The method may further comprise assessing notice effectiveness, wherein an example of the notice effectiveness includes creating a trial with a trial base population of the unauthorized distributors and a trial capture window for the trial, determining metrics for measuring the effectiveness, and performing the trial with the trial base population over the trial capture window. A randomization methodology can be implemented, wherein the randomization methodology is a grouping of the unauthorized distributors into at least two groups, the groups comprising a notice group and a no-notice group.

One embodiment of the invention is a method for assessing notice effectiveness of unauthorized distributors of content on a peer-to-peer network, comprising processing peer data from a plurality of peers on the network, wherein the peer data aids in identification of individual unauthorized distributors. This also includes creating a trial with a trial base population of the unauthorized distributors and a trial capture window for the trial, determining metrics for measuring the notice effectiveness; selecting a randomization methodology for the trial and performing the trial with the trial base population over the trial capture window according to the randomization methodology and issuing notices to some of the unauthorized distributors. Other aspects include characterizing the unauthorized distributors into characterized data of at least one of characterization of unauthorized distribution activity and characterization of notice actions, segmenting the characterized data into groupings according to one or more variables, and reporting results of the notice effectiveness.

Another embodiment is a system for combating unauthorized distribution of content files on a peer-to-peer network, the system comprising a storage medium containing peer information of peers participating in the peer-to-peer network for the content files, and a computer readable medium comprising computer executable instructions processing the peer information and apriori information that uniquely identifies individual unauthorized distributors, issuing notices to some of the unauthorized distributors, further comprising characterizing the unauthorized distributors and segmenting the unauthorized distributors into groups. A display can be used to illustrate the results. One aspect of the present system is that it provides opportunities for companies to provide services to interested studios and copyrighted content providers.

The features and advantages described herein are not all-inclusive and, in particular, many additional features and advantages will be apparent to one of ordinary skill in the art in view of the drawings, specification, and claims. Moreover, it should be noted that the language used in the specification has been principally selected for readability and instructional purposes, and not to limit the scope of the inventive subject matter.

BRIEF DESCRIPTION OF THE DRAWINGS

These and other features, aspects, and advantages of the present invention will become better understood when the following detailed description is read with reference to the accompanying drawings in which like characters represent like parts throughout the drawings, wherein:

FIG. 1 is a basic system diagram configured in accordance with one embodiment.

FIG. 2 is a simplified flowchart showing the processing according to one embodiment.

FIG. 3a is a flowchart showing one embodiment for characterization.

FIG. 3b is a flowchart showing a randomized trial processing configured in accordance with one embodiment.

FIG. 4 is an example of actual data involving unauthorized downloads for particular protocols.

## [Problems and tasks]
a) List every figure the patent excerpt describes, with its description.
b) According to the patent excerpt, into which two groups does the randomization methodology divide the unauthorized distributors?
c) Summarize the patent excerpt in two sentences.
The records that come next are drawn from a separate source.

## [Data extract]

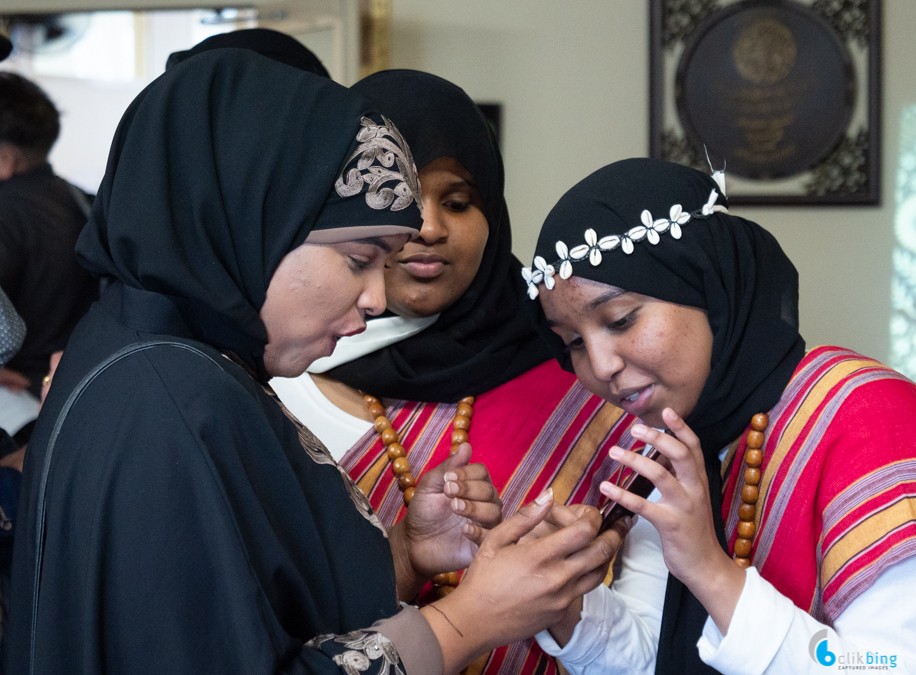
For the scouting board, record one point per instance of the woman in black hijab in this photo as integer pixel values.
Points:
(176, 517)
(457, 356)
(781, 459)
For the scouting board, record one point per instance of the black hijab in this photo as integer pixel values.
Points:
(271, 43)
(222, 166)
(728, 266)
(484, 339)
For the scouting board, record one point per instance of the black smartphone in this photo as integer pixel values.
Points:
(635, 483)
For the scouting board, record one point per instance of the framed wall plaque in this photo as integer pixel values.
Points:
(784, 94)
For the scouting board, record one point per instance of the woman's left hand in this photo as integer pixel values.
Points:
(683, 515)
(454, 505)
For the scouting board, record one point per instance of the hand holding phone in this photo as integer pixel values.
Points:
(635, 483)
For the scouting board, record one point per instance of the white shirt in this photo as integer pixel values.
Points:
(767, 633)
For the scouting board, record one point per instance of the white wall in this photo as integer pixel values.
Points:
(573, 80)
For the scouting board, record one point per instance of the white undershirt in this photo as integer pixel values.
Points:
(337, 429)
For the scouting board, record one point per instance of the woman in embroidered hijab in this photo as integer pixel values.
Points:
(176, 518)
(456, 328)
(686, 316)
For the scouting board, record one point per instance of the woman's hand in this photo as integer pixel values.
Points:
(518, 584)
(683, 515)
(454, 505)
* * *
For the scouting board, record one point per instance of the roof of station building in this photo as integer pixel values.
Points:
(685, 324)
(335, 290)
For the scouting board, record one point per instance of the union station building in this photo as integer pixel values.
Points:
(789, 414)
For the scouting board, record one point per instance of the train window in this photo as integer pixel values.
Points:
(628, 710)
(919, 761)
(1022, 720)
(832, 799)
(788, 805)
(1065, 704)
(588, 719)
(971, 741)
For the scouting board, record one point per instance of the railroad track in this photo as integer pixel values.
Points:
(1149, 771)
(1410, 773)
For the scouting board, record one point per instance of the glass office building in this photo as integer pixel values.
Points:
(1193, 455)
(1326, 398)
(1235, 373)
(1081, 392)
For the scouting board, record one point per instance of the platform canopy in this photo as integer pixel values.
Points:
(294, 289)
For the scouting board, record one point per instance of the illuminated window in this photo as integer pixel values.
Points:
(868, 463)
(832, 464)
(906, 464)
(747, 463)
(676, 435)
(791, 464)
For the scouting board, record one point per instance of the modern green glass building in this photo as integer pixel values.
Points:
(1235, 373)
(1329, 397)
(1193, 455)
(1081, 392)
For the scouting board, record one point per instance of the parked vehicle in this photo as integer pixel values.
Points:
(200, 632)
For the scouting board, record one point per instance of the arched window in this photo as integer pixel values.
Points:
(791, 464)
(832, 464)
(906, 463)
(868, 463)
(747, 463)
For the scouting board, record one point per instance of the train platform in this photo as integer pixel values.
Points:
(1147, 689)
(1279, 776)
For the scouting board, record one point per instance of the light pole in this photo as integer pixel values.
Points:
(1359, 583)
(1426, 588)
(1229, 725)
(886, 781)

## [The replies]
a)
- FIG. 1: a basic system diagram configured in accordance with one embodiment
- FIG. 2: a simplified flowchart showing the processing according to one embodiment
- FIG. 3a: a flowchart showing one embodiment for characterization
- FIG. 3b: a flowchart showing a randomized trial processing configured in accordance with one embodiment
- FIG. 4: an example of actual data involving unauthorized downloads for particular protocols

b) A notice group and a no-notice group.

c) The excerpt describes a method for assessing how effective notices are against unauthorized distributors of content on a peer-to-peer network. The method processes peer data to identify distributors, runs a randomized trial over a capture window in which notices go to some distributors, and characterizes, segments, and reports the results, and a related system stores peer information and issues notices to combat unauthorized distribution.